● Extracted text:

Owing to their respective constituencies, the Heritage and INDU Committees will possibly arrive at some conflicting positions. The INDU Committee’s brief is broader, focussing not just on artists’ remuneration but on the broad issue of copyright law review. As but one example, while the Heritage Committee may have recommended that site blocking (disabling of access to offshore pirate websites) be considered as one means to combat piracy, the INDU Committee may take a more hands-off, traditional “network-infrastructure” position. The two departments (Innovation, Science and Economic Development and Canadian Heritage) and the two ministers concerned will work to find common positions that ultimately will become government policy, but INDU has powerful constituencies to listen to and strong cards to play in the policy formulation process. Despite this reality, the fact that the Heritage Committee has come out with such clear and unambiguous recommendations to protect and help creators is a very positive step for the copyright industries.
Finally there is the important factor of a general election being held on October 21 of this year in Canada. Lobbying will begin by advocacy groups that support strong copyright as well as those groups that would like to weaken it. At the present time, given fluctuating opinion polls, it is impossible to predict whether the incumbent Trudeau government will be returned, or if it will be another party or a minority government of one stripe or another. The election will certainly not be decided on the basis of copyright issues, although any of the range of political outcomes could affect the shape of copyright reform. What is clear is that even if the INDU Committee tables its report in the next few days or weeks, there will still be inadequate time to translate recommendations into legislation before the election takes place. Parliament adjourns in June and will not sit again until after the election.

Coordinate annotation items

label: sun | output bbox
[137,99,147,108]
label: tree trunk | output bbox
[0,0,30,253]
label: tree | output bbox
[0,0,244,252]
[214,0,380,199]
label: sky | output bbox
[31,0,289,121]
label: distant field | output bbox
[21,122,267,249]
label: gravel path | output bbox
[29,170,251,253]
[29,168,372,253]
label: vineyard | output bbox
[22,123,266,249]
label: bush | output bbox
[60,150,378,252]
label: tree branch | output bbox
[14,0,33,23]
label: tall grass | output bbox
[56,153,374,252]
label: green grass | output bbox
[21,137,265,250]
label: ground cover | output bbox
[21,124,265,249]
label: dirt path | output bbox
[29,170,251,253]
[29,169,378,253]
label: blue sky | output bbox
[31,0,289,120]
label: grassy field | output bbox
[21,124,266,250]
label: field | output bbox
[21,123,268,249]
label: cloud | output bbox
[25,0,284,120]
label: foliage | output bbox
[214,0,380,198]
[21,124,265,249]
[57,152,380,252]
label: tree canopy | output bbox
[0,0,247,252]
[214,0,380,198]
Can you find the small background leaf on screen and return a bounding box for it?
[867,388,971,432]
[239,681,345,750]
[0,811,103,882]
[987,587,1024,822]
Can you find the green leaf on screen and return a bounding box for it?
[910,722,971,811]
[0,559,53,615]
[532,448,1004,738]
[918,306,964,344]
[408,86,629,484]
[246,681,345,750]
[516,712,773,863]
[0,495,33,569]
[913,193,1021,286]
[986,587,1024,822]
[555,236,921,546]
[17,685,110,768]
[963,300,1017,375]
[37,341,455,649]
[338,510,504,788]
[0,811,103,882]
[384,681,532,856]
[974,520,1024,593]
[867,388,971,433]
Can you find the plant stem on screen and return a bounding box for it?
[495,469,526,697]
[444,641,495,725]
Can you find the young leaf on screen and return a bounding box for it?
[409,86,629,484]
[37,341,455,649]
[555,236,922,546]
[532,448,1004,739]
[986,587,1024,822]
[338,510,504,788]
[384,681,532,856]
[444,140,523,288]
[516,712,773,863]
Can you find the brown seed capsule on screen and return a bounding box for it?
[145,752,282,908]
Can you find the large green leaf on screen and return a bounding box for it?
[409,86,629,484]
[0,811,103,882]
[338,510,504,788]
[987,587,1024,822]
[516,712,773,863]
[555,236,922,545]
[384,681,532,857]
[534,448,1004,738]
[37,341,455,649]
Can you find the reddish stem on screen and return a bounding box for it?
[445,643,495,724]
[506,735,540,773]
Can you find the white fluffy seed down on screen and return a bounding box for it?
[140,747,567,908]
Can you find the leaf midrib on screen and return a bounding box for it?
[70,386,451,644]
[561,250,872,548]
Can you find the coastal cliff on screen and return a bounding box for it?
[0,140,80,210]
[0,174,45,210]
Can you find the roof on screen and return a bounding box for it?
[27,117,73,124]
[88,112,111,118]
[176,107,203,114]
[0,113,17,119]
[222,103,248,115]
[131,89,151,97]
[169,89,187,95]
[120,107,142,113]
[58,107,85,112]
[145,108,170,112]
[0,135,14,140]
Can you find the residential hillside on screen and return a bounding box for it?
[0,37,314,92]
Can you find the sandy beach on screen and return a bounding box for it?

● What you will do:
• a. Please condense the paragraph of the copyright review text that begins "Finally there is the important factor" into a bulleted list that keeps its main facts.
• b. Extend the text on Canadian copyright reform, starting right after its final sentence.

● Written responses:
• a.
- Canada holds a general election on October 21 of this year.
- Advocacy groups that support strong copyright and groups that want to weaken it will begin lobbying.
- Because opinion polls fluctuate, it is impossible to predict whether the incumbent Trudeau government will be returned or whether another party or a minority government will follow.
- Copyright issues will not decide the election, but any of the possible outcomes could affect the shape of copyright reform.
- Even if the INDU Committee tables its report in the next few days or weeks, there will not be enough time to turn its recommendations into legislation before the election.
- Parliament adjourns in June and will not sit again until after the election.

• b.
Thus the “Shifting Paradigms” report will become an essential building block and part of the process going forward leading to legislative changes to the copyright framework, likely to be introduced by the end of this year or early 2020, after the election. It has laid down a clear marker that the creative industries need legislative and possibly financial support to level the playing field. The battle is far from over but the opening salvos have seized some high ground. Whoever forms the next government will definitely have to take into account the strong pro-copyright recommendations of this bipartisan committee.
Hugh Stephens is an Executive Fellow at the School of Public Policy at the University of Calgary. He also writes a blog on international copyright issues, www.hughstephensblog.net.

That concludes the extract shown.